- Opening Delimiter -
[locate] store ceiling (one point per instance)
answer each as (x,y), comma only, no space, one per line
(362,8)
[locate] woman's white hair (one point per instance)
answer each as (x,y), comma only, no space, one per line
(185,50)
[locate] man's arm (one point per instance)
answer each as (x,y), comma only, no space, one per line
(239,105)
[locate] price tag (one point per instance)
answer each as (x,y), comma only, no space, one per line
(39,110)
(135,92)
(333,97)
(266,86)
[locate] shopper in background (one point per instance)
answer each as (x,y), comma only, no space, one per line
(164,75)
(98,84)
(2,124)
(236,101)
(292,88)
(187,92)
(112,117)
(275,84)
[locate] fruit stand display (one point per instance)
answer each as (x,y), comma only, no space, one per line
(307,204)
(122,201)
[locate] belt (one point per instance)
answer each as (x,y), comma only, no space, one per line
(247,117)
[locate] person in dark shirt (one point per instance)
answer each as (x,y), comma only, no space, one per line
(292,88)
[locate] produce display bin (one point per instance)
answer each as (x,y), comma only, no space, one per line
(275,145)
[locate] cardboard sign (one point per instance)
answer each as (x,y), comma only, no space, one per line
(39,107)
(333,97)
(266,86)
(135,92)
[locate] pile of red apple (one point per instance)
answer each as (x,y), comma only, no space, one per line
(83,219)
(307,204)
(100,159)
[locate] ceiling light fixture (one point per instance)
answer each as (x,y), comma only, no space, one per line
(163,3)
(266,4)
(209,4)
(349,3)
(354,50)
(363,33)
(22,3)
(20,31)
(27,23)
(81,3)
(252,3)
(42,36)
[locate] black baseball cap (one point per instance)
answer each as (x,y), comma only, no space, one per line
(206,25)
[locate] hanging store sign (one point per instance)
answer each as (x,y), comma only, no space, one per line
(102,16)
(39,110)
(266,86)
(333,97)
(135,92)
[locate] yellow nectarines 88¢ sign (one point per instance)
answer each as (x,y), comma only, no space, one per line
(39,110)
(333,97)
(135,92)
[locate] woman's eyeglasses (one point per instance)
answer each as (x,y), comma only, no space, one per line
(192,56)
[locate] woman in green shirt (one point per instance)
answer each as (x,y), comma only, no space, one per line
- Closing Delimiter -
■ **What you are asked to do**: Return each entry from the material above exactly as it appears.

■ **Response**:
[locate] store ceiling (one point per instance)
answer each as (x,y), comma only, no space, one per line
(362,8)
[locate] woman's white hair (one point per instance)
answer each as (x,y), comma only, no space, one per line
(185,50)
[locate] man's arm (one point per instance)
answer each as (x,y), comma only, no space, one per line
(239,105)
[locate] price tag (one point per instance)
answer each as (x,y), comma only, no space, one per line
(39,110)
(135,92)
(333,97)
(266,86)
[locate] shopper in background (one point per instance)
answer each as (x,y), comma only, no space, one per line
(164,75)
(98,84)
(2,124)
(236,101)
(292,88)
(187,92)
(112,117)
(275,84)
[locate] fruit stand display (one point per instance)
answer each as (x,y), comma only, no space, one per line
(307,204)
(122,201)
[locate] belt (one point per instance)
answer each as (x,y), comma only, no space, one per line
(247,117)
[locate] person in dark shirt (one point per instance)
answer each as (x,y), comma only, no space, one per line
(292,88)
[locate] produce display bin (one point per instance)
answer each as (x,y), comma only, no space, one per line
(275,145)
[locate] cardboard sign (one point per instance)
answer each as (x,y), comma only, no space, one per line
(39,107)
(333,97)
(266,86)
(135,92)
[locate] pile of red apple (one point per instance)
answer each as (x,y), comma only, no space, one per line
(83,219)
(307,204)
(100,159)
[locate] ceiling light fixture (one point per instance)
answer each as (x,y), comma only, no space, one per line
(163,3)
(266,4)
(209,4)
(349,3)
(354,50)
(363,33)
(22,3)
(20,31)
(27,23)
(81,3)
(252,3)
(42,36)
[locate] black baseball cap (one point per instance)
answer each as (x,y), comma only, no space, one per line
(206,25)
[locate] hanging store sign (one point per instance)
answer each as (x,y), comma only, no space, one per line
(102,16)
(39,110)
(266,86)
(333,97)
(135,92)
[locate] yellow nectarines 88¢ sign (one point per instance)
answer each as (x,y), comma only, no space, one per line
(39,110)
(333,97)
(135,92)
[locate] woman's eyeglasses (one point per instance)
answer each as (x,y), comma only, no space, one per line
(192,56)
[locate] woman in green shirt (one point per instance)
answer each as (x,y), comma only, no space, one per line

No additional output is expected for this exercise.